_WHAT IS EXPECTED:_ Among the entries below, extract exactly the lines that run from the one with "Predict each <instance>" through the one with "positive clicks: (140, 198)", both ends included.

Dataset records
- Opening Delimiter -

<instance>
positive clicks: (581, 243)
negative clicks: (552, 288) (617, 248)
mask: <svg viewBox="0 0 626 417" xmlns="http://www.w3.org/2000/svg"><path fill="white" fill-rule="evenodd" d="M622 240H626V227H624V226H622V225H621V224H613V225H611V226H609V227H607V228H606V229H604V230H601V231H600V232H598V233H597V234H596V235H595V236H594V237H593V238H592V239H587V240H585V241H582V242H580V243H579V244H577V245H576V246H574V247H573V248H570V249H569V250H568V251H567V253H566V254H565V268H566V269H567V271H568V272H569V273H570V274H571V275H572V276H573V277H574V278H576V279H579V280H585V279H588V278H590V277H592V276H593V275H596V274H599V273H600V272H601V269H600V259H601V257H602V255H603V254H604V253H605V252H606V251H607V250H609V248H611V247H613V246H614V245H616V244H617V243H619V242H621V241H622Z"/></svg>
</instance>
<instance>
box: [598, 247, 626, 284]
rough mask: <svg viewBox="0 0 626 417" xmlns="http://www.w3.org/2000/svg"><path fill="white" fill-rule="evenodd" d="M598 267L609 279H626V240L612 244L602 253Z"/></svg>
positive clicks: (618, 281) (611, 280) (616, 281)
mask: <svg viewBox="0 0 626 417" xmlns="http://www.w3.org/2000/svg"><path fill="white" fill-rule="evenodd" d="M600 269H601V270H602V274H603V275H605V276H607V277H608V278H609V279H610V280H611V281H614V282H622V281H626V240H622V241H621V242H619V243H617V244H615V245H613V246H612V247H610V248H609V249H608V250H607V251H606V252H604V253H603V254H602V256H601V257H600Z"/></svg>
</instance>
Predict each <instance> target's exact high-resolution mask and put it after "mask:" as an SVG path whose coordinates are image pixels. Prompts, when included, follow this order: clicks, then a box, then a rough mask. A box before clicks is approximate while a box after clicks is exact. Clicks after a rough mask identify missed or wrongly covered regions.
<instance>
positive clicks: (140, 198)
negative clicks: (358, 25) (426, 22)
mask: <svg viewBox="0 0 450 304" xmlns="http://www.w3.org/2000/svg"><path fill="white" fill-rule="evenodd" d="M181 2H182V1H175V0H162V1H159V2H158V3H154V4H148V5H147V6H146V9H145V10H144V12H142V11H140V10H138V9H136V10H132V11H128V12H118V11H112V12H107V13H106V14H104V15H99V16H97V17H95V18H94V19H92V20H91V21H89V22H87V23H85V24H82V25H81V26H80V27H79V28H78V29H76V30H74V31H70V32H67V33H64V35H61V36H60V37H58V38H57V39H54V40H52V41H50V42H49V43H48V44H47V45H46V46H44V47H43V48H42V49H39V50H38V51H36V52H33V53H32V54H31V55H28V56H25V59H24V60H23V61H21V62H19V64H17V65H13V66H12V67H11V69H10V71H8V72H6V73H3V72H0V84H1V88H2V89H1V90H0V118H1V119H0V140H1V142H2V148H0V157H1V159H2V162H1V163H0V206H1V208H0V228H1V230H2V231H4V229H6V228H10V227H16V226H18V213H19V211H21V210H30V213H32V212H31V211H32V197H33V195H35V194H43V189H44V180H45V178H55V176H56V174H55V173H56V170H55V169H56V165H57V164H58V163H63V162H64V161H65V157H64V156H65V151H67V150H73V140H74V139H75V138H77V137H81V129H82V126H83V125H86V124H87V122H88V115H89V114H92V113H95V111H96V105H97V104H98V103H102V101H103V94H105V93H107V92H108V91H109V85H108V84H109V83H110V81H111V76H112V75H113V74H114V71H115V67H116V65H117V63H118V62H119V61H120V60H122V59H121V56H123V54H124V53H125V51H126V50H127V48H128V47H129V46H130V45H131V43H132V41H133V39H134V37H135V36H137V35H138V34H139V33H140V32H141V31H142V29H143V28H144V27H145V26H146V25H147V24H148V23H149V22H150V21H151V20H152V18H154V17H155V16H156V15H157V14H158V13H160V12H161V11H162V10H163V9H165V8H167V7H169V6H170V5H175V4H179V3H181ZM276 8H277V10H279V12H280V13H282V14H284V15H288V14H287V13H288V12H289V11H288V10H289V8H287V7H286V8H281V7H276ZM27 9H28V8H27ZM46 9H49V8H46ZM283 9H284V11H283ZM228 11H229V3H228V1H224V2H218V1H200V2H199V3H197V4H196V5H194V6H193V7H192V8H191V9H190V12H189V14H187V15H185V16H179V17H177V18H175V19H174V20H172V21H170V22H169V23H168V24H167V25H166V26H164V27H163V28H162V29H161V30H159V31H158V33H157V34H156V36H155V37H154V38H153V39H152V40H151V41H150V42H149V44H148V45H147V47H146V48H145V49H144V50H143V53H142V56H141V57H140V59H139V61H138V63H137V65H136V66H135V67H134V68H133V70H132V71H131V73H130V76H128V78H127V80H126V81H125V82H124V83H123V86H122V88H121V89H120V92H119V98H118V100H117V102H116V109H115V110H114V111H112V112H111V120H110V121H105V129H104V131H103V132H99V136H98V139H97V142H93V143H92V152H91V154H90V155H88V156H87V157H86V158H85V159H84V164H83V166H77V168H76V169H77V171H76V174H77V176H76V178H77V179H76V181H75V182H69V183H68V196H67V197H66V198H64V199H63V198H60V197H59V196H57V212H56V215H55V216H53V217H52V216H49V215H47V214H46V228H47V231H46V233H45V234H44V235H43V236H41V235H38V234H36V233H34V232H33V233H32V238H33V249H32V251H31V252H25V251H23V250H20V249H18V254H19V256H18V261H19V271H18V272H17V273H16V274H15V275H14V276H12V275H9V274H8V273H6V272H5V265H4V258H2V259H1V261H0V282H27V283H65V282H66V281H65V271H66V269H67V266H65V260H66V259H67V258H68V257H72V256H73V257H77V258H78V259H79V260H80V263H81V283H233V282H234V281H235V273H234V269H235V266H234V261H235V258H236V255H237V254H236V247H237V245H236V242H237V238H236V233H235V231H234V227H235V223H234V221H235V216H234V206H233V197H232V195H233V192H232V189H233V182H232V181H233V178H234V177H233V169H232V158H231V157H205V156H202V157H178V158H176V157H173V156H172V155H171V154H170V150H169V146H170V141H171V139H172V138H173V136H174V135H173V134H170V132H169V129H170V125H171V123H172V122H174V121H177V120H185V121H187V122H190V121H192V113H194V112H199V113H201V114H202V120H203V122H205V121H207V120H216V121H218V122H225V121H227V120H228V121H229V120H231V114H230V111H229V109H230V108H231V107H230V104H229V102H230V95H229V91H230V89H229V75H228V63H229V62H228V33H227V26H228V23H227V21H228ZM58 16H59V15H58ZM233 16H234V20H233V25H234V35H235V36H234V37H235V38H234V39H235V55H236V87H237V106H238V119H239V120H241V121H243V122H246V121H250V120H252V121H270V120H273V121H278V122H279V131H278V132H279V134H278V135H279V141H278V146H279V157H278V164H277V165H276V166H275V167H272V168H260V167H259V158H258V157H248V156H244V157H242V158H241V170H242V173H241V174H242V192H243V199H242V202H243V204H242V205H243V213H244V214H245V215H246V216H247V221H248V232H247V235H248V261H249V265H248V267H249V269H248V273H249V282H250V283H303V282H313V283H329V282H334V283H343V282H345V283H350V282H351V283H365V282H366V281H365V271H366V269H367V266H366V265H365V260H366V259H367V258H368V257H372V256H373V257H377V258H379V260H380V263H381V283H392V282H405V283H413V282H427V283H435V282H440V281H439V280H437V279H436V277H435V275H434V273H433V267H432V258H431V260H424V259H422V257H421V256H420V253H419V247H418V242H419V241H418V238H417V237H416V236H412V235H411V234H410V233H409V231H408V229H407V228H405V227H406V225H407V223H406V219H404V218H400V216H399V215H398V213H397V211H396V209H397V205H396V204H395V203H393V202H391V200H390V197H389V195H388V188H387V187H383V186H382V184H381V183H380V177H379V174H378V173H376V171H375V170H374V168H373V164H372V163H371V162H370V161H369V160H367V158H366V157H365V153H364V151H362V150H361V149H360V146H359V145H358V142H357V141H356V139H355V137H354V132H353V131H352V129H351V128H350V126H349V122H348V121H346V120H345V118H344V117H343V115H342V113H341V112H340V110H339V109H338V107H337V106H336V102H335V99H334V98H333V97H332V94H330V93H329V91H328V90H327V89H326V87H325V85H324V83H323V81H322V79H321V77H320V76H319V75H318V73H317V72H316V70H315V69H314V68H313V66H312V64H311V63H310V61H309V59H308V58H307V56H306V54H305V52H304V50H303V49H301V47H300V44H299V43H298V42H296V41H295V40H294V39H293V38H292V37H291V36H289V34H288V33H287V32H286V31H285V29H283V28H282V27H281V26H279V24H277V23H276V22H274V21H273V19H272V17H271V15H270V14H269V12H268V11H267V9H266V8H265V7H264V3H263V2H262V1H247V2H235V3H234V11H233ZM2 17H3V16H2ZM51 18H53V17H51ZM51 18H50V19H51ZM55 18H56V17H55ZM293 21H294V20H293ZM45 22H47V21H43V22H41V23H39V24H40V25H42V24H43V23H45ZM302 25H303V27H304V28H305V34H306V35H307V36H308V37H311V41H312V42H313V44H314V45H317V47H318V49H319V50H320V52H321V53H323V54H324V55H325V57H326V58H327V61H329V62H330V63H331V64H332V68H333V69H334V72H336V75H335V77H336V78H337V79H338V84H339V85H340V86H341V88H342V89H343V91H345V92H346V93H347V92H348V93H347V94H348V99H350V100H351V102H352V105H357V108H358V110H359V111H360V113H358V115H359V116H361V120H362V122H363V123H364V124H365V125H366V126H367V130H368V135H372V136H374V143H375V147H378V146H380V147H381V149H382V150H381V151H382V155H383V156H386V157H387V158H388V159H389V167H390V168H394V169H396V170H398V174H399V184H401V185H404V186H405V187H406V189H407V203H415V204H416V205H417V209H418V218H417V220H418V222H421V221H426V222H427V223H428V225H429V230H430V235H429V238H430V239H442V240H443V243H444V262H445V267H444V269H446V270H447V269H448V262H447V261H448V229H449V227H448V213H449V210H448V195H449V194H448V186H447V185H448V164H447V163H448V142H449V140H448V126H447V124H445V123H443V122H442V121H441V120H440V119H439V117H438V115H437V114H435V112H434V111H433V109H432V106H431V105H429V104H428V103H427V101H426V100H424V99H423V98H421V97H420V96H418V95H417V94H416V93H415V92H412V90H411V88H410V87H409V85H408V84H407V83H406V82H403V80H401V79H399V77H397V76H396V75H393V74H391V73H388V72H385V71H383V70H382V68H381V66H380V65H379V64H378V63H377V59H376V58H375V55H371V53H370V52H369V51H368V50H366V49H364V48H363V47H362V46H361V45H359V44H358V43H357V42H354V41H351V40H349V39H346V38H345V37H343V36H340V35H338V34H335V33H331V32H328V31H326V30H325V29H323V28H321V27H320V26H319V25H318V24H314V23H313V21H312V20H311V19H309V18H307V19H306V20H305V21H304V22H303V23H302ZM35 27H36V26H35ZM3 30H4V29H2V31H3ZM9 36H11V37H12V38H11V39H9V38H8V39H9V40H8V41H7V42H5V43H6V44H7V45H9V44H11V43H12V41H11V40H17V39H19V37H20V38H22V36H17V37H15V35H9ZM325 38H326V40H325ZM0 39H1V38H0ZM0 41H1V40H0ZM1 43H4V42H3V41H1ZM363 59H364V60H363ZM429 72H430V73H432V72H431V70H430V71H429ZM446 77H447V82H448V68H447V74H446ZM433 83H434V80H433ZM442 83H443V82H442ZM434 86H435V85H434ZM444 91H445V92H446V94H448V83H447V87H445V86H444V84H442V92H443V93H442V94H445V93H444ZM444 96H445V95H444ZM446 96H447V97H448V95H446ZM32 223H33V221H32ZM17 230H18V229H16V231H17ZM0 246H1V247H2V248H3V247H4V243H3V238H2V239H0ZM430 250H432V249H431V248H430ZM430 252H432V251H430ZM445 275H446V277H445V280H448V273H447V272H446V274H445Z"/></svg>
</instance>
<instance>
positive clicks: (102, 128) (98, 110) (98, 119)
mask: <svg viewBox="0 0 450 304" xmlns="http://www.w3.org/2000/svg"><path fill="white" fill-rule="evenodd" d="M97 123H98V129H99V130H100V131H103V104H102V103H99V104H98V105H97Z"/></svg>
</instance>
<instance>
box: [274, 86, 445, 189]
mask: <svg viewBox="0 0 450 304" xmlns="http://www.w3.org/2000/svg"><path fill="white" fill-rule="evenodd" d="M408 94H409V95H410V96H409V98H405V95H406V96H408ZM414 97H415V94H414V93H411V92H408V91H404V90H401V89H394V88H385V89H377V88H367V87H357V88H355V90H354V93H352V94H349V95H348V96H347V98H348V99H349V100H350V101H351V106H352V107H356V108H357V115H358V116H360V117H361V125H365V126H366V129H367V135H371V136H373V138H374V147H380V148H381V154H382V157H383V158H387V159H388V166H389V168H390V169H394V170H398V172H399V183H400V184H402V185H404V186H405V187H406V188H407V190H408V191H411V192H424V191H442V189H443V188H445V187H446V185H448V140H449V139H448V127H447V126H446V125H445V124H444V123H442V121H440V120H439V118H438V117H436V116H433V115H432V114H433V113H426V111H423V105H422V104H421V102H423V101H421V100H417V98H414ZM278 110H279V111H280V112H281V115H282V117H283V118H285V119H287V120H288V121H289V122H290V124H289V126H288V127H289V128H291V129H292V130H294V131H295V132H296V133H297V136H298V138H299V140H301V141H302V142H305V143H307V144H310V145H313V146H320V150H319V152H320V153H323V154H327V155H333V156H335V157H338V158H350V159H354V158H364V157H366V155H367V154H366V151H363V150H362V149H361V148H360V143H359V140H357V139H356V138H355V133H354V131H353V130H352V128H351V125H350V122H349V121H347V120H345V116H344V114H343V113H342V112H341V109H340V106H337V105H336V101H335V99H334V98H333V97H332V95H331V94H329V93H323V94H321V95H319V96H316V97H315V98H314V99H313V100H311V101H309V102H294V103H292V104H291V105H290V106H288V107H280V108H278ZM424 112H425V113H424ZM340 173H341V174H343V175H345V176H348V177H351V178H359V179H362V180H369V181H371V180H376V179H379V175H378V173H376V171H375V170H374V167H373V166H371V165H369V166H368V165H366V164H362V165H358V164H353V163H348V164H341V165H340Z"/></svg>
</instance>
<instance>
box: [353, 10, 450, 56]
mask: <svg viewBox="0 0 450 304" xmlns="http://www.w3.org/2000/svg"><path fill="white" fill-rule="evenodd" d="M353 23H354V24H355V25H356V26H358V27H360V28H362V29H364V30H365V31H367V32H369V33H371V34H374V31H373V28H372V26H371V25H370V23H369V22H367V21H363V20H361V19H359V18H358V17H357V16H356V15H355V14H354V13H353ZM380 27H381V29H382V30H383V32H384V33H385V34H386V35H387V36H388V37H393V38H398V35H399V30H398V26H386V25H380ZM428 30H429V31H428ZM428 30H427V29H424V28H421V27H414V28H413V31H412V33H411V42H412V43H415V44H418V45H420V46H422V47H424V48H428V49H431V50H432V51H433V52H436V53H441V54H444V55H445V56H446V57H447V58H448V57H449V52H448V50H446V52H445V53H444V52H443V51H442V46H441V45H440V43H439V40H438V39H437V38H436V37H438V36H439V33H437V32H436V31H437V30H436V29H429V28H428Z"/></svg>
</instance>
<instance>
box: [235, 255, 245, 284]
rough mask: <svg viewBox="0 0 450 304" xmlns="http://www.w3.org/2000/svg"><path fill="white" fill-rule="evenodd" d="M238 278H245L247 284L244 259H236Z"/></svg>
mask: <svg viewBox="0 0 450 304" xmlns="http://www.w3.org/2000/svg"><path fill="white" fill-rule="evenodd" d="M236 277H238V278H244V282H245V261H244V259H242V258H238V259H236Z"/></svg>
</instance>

- Closing Delimiter -

_ANSWER AREA:_
Predict each <instance> target's exact high-resolution mask and put it after "mask:" as an SVG path whose coordinates are image pixels. Prompts, when included, follow this order: clicks, then a box, then a rough mask. A box before clicks is approximate while a box after clicks is exact. Clicks after a rough mask identify missed or wrongly covered regions.
<instance>
positive clicks: (140, 198)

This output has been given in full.